Task to complete => The material below must be output exactly, line for line.

Exercise inputs =>
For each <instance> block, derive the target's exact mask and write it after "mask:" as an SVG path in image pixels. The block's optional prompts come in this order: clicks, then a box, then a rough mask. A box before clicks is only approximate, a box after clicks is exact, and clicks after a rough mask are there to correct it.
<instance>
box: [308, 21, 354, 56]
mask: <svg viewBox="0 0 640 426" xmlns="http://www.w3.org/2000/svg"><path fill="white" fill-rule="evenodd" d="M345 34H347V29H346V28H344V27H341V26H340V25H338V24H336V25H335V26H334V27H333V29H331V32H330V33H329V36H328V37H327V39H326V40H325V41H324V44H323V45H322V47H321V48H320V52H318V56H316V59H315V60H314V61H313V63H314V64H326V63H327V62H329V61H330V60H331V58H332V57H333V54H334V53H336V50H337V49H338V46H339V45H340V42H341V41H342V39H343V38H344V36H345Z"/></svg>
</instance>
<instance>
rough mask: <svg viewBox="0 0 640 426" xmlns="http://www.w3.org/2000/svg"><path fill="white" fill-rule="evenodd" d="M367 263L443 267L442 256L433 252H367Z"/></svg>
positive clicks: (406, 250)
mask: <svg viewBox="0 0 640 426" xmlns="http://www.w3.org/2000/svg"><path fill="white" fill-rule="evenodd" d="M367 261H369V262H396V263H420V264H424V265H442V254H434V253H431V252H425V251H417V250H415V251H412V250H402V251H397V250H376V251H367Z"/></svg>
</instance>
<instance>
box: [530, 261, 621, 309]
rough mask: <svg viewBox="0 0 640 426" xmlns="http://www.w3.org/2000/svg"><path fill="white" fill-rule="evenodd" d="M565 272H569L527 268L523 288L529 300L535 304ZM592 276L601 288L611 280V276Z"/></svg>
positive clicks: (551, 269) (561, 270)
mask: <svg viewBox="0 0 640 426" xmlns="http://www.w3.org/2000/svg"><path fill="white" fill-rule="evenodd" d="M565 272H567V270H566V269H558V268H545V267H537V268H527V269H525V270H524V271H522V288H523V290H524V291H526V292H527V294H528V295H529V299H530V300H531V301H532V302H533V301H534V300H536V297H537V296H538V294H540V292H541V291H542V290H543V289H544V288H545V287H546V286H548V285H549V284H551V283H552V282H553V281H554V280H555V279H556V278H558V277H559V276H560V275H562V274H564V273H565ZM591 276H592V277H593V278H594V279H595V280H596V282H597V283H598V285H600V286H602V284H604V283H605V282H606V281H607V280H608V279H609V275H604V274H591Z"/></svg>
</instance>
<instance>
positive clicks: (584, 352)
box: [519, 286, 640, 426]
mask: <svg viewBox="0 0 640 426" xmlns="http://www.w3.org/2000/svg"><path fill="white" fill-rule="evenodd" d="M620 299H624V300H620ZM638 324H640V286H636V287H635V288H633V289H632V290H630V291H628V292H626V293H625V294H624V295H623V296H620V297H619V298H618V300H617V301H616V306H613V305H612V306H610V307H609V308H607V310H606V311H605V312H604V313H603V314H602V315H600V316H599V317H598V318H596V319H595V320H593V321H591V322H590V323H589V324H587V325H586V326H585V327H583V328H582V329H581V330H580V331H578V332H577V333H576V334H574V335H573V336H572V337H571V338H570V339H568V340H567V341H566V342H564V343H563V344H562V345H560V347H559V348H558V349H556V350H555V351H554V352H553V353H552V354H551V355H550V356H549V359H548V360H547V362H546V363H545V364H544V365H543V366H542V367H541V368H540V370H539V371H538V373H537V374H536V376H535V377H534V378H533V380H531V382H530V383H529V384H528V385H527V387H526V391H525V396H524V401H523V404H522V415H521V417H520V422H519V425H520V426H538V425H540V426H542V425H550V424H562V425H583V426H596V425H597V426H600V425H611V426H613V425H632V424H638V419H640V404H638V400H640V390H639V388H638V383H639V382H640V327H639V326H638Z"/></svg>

Problem solution =>
For each <instance> block, derive the target's exact mask and write it after "mask:" as an SVG path in image pixels. The block's optional prompts come in this order: clicks, then a box, then a rough mask. A box before clicks is only approximate, a box after clicks is exact, and clicks after a rough mask are there to correct it.
<instance>
box: [308, 21, 354, 56]
mask: <svg viewBox="0 0 640 426" xmlns="http://www.w3.org/2000/svg"><path fill="white" fill-rule="evenodd" d="M345 34H347V29H346V28H344V27H341V26H340V25H338V24H336V25H335V26H334V27H333V29H331V32H330V33H329V36H328V37H327V39H326V40H325V41H324V44H323V45H322V47H321V48H320V52H318V56H316V59H315V60H314V61H313V63H314V64H326V63H327V62H329V61H330V60H331V58H332V57H333V54H334V53H336V50H337V49H338V46H339V45H340V42H341V41H342V39H343V38H344V36H345Z"/></svg>
</instance>
<instance>
rough mask: <svg viewBox="0 0 640 426" xmlns="http://www.w3.org/2000/svg"><path fill="white" fill-rule="evenodd" d="M367 263L443 267L442 256L433 252H367Z"/></svg>
positive clicks: (406, 250)
mask: <svg viewBox="0 0 640 426" xmlns="http://www.w3.org/2000/svg"><path fill="white" fill-rule="evenodd" d="M367 261H369V262H396V263H420V264H424V265H442V254H434V253H431V252H425V251H417V250H415V251H412V250H402V251H397V250H376V251H367Z"/></svg>
</instance>
<instance>
box: [530, 261, 621, 309]
rough mask: <svg viewBox="0 0 640 426" xmlns="http://www.w3.org/2000/svg"><path fill="white" fill-rule="evenodd" d="M565 272H569L527 268L523 288L529 300L535 304ZM592 276L601 288L611 280V276Z"/></svg>
positive clicks: (551, 269) (561, 270)
mask: <svg viewBox="0 0 640 426" xmlns="http://www.w3.org/2000/svg"><path fill="white" fill-rule="evenodd" d="M565 272H567V270H566V269H558V268H545V267H537V268H527V269H525V270H524V271H522V288H523V290H524V291H526V292H527V294H528V295H529V299H530V300H531V301H532V302H533V301H534V300H536V297H537V296H538V294H540V292H541V291H542V290H543V289H544V288H545V287H546V286H548V285H549V284H551V283H552V282H553V281H554V280H555V279H556V278H558V277H559V276H560V275H562V274H564V273H565ZM591 276H592V277H593V278H594V279H595V280H596V282H597V283H598V285H600V286H602V284H604V283H605V282H606V281H607V280H608V279H609V275H604V274H591Z"/></svg>
</instance>
<instance>
positive clicks: (584, 352)
box: [519, 286, 640, 426]
mask: <svg viewBox="0 0 640 426" xmlns="http://www.w3.org/2000/svg"><path fill="white" fill-rule="evenodd" d="M620 299H624V300H620ZM638 324H640V286H636V287H635V288H633V289H632V290H630V291H628V292H626V293H625V294H624V295H623V296H620V297H619V298H618V300H617V301H616V306H613V305H612V306H610V307H609V308H607V310H606V311H605V312H604V313H603V314H602V315H600V316H599V317H598V318H596V319H595V320H593V321H591V322H590V323H589V324H587V325H586V326H585V327H583V328H582V329H581V330H580V331H578V332H577V333H576V334H574V335H573V336H572V337H571V338H570V339H568V340H567V341H566V342H564V343H563V344H562V345H560V347H559V348H558V349H556V350H555V351H554V352H553V353H552V354H551V355H550V356H549V359H548V360H547V362H546V363H545V364H544V365H543V366H542V367H541V368H540V370H539V371H538V373H537V374H536V376H535V377H534V378H533V380H531V382H530V383H529V384H528V385H527V387H526V391H525V396H524V401H523V404H522V415H521V417H520V422H519V425H520V426H538V425H540V426H542V425H550V424H562V425H583V426H596V425H597V426H600V425H611V426H613V425H632V424H638V419H640V404H638V400H640V390H639V388H638V383H639V382H640V327H639V326H638Z"/></svg>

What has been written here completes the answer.